Passage shown
>> start

Sunday, February 24, 2008

Oil and Politics in Iraq

Although oil prices have more than doubled in the five years since the United States invaded Iraq, that hasn’t translated into much more income for the beleaguered country. Security issues and the lack of a legally binding national oil policy have dogged Iraq for years and experts say they will continue to be a problem in the foreseeable future.
Iraq’s proven oil reserves top 115 billion barrels, with the potential for another 45 billion to 100 billion barrels of recoverable oil, according to the U.S. Energy Information Administration (EIA). The country hosts nine “super giants” — fields holding more than 5 billion barrels of oil — and 22 “giant” fields, which each have more than 1 billion barrels of oil. Yet thanks in part to three wars, and the combination of international sanctions and a government that opposed foreign investments — and the technological improvements they bring — over the past couple of decades, Iraq has the lowest reserve-to-production ratio of all major oil-producing countries. In fact, Iraq hosts the largest untapped reserves in the world, says James Paul, executive director of Global Policy Forum in New York. “It’s a pity, because at $95 a barrel, or $195 a barrel as [oil] may be in the near future, there’s a lot of money to be made,” says Gal Luft, executive director of the Institute for the Analysis of Global Security in Washington, D.C. “The net loss to the Iraqi economy and the Iraqi people is sad.” By the end of 2007, Iraq was averaging about 2.0 million barrels of oil per day (bpd) production, according to EIA, well below the 2.6 million bpd production before the U.S.-led invasion in 2003.

>> end

Records from a data collection
>> start

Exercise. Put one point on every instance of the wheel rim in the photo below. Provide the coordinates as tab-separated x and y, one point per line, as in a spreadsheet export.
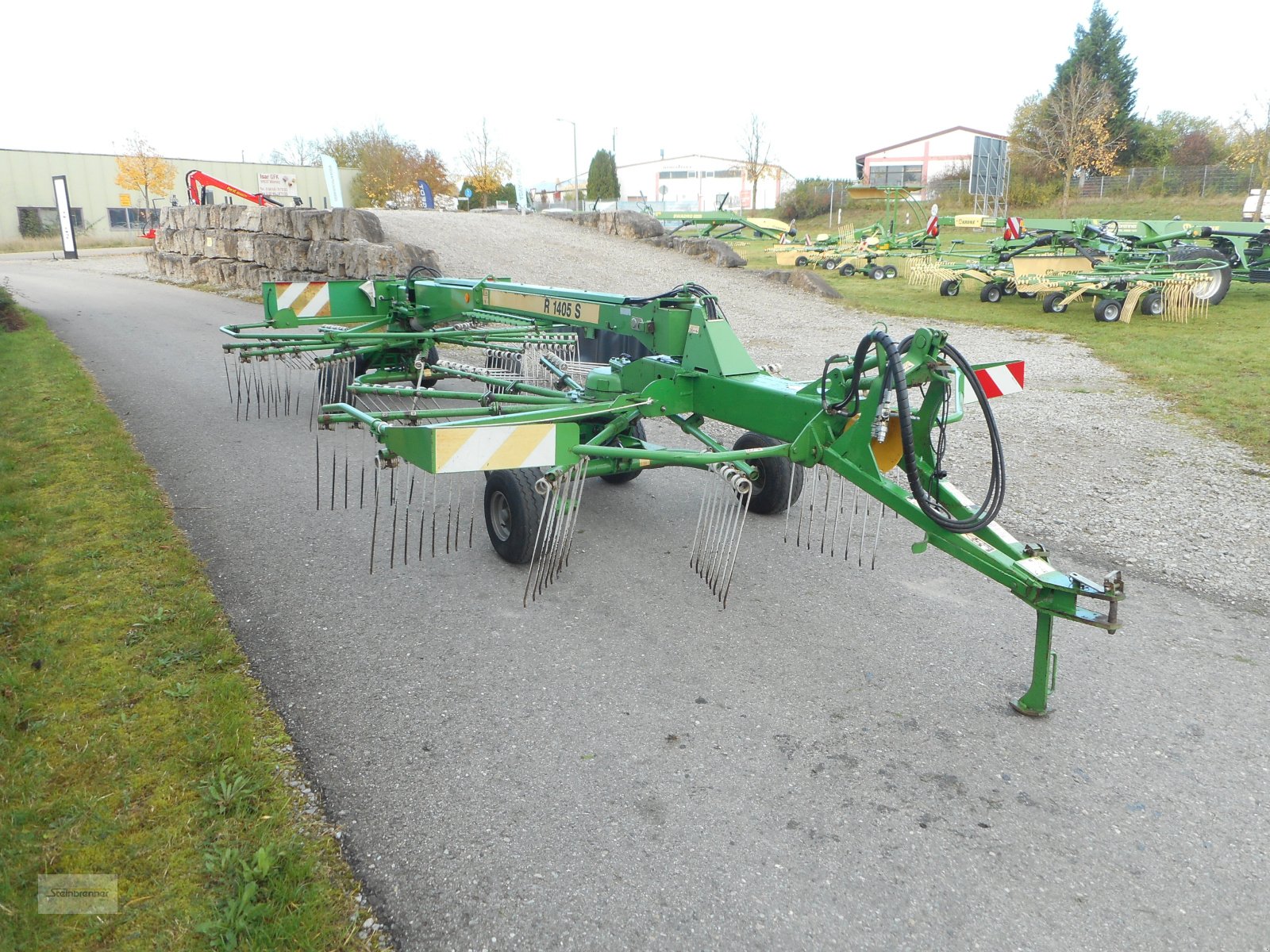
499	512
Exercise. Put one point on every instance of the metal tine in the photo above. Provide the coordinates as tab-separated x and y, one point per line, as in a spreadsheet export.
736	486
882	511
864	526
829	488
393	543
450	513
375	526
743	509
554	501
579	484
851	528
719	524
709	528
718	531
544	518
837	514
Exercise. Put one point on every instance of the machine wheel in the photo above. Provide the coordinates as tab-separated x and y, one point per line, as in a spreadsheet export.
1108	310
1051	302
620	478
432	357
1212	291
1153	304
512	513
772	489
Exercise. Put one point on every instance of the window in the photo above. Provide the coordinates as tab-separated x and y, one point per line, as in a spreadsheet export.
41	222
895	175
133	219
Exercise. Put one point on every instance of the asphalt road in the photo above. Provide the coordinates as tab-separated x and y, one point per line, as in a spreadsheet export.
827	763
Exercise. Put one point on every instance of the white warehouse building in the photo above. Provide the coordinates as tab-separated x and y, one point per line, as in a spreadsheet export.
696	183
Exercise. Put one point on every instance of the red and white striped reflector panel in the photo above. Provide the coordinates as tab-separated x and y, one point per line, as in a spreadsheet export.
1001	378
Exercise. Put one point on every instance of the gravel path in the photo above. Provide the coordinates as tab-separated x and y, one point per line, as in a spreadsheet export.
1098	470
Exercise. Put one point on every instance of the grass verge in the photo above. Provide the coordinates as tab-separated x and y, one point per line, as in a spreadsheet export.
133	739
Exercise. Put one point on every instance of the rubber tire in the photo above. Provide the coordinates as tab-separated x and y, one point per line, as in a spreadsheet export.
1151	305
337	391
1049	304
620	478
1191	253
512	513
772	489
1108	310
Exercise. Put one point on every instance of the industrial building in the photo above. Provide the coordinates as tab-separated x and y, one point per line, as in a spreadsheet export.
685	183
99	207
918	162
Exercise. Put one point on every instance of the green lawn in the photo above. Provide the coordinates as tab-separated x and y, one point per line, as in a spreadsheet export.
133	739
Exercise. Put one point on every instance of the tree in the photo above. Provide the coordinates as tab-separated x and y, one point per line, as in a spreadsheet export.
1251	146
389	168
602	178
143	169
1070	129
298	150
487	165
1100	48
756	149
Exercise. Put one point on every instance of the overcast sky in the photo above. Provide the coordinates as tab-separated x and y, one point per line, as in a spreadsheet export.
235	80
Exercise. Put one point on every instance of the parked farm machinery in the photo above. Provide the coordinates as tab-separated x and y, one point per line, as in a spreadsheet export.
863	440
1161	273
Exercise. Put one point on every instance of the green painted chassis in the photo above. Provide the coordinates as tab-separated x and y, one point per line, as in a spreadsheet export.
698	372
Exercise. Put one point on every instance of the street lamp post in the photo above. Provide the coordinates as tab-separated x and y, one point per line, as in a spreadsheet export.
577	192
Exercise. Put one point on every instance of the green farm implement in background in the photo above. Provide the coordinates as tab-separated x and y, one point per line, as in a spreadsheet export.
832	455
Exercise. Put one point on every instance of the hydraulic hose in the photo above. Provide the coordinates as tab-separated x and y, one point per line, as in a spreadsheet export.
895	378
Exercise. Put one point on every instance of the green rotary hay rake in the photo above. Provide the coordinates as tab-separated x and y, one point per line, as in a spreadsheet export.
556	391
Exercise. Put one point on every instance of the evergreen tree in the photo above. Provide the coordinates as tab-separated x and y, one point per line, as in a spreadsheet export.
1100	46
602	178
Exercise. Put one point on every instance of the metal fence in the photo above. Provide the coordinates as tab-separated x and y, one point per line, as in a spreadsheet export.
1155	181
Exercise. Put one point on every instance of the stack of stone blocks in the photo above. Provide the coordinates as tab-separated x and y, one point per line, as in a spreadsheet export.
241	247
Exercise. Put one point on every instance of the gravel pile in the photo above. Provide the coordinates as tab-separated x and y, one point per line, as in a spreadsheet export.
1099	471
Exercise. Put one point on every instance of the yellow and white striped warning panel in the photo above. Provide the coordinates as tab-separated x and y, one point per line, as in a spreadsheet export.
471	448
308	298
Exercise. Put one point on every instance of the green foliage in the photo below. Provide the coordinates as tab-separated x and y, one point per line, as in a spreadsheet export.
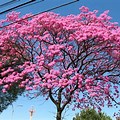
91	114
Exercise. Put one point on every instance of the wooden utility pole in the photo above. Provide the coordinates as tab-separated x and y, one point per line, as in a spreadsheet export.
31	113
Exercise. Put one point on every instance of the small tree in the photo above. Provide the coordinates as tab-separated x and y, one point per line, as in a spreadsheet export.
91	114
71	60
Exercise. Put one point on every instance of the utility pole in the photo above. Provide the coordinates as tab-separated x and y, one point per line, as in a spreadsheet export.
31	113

>> end

Work instructions
• A. Rewrite the Iraq oil article from "Sunday, February 24, 2008" up to and including "the foreseeable future.", replacing "beleaguered" with "troubled".
• B. Extend the article on oil and politics in Iraq, picking up after its final sentence.
The material from the data collection is separate from the article on oil in Iraq.

Results in order
• A.
Sunday, February 24, 2008

Oil and Politics in Iraq

Although oil prices have more than doubled in the five years since the United States invaded Iraq, that hasn’t translated into much more income for the troubled country. Security issues and the lack of a legally binding national oil policy have dogged Iraq for years and experts say they will continue to be a problem in the foreseeable future.

• B.
Iraq’s oil ministry aims to increase Iraq’s oil production to 6 million bpd by the end of this decade. To do so, the ministry says Iraq will need foreign investment of $25 million to $75 million in the oil sector. However, the security situation and the legal complications are such that that investment, at least from multinational oil companies, is unlikely in the near future, Luft says.
From April 2003 to May 2007, there were 400 individual attacks on Iraq’s oil infrastructure, according to EIA. Furthermore, roadside bombings, acts of sabotage and insurgent uprisings are rampant across Iraq. And now the Turkish government is sending troops into the Kurdistan region in northern Iraq to neutralize Kurdish forces. Because of this, “investors are sitting on their money,” Luft says. “There needs to be a sense that there is no back-sliding on security,” he says. “If international oil companies see that the region is moving toward greater security, they can say ‘things are looking rosier’ and can take baby steps toward investment.” Without a formal oil policy in place, however, multinational oil companies simply will not go into Iraq, Paul says.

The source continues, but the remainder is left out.